* **RECORDS FOR PROCESSING**:
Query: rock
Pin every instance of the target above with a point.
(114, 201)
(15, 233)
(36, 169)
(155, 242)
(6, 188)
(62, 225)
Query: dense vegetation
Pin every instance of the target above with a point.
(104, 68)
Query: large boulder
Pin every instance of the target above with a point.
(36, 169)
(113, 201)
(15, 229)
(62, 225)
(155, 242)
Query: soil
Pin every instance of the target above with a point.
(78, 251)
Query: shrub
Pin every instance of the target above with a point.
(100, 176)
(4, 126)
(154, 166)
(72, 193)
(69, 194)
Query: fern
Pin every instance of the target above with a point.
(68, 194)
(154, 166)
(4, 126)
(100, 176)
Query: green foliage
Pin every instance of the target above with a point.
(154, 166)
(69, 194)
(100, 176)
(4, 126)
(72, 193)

---

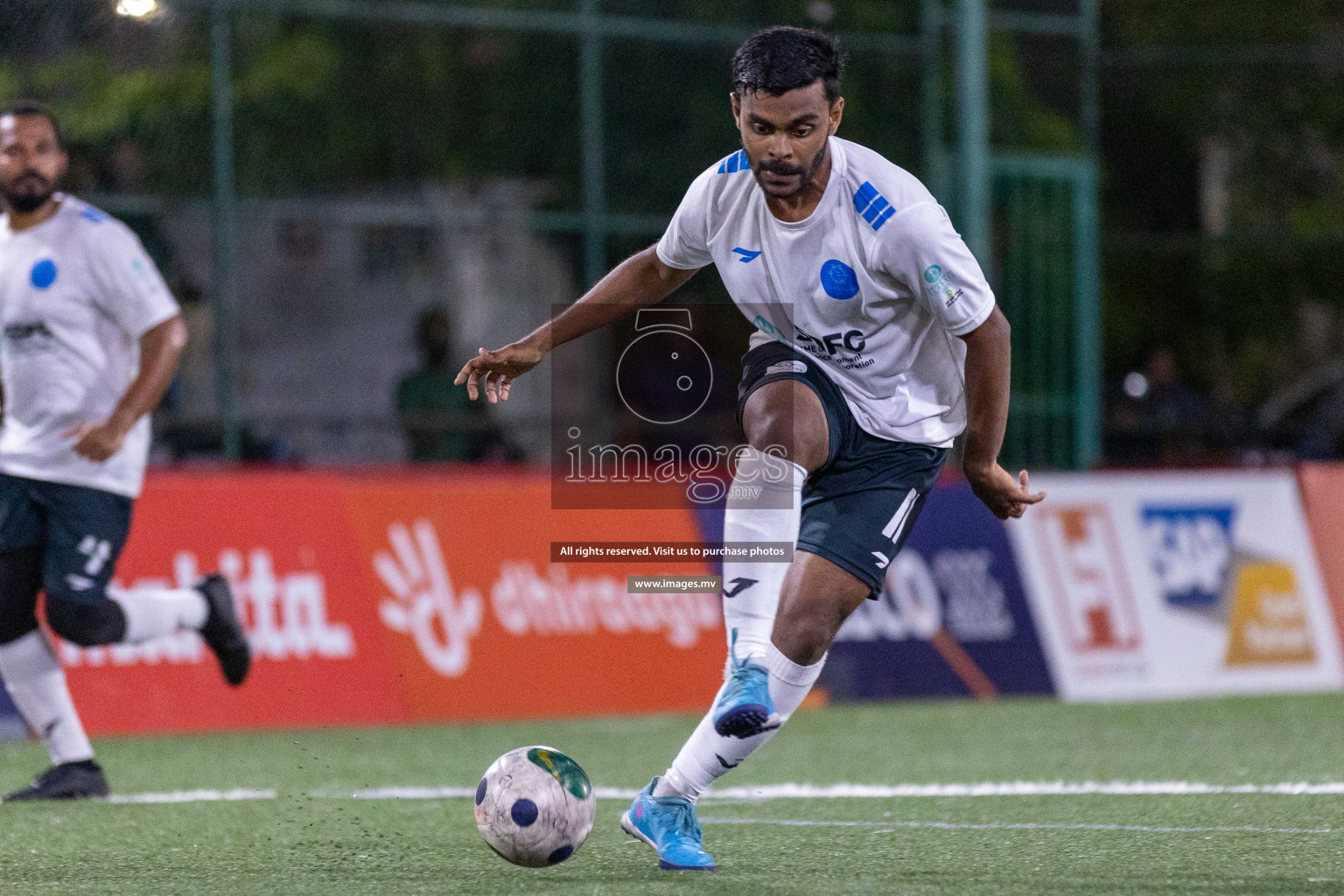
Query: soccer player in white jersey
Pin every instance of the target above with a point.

* * *

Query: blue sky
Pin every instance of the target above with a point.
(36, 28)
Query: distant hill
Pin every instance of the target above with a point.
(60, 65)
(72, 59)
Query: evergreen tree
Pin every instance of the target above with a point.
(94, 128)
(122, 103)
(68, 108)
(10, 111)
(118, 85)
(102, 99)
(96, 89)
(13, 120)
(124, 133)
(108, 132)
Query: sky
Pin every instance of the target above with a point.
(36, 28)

* **TASK REQUIREMENTS**: Work out how many lines of the data include the word "Query". Then write only that number.

* **EXERCISE ANSWER**: 12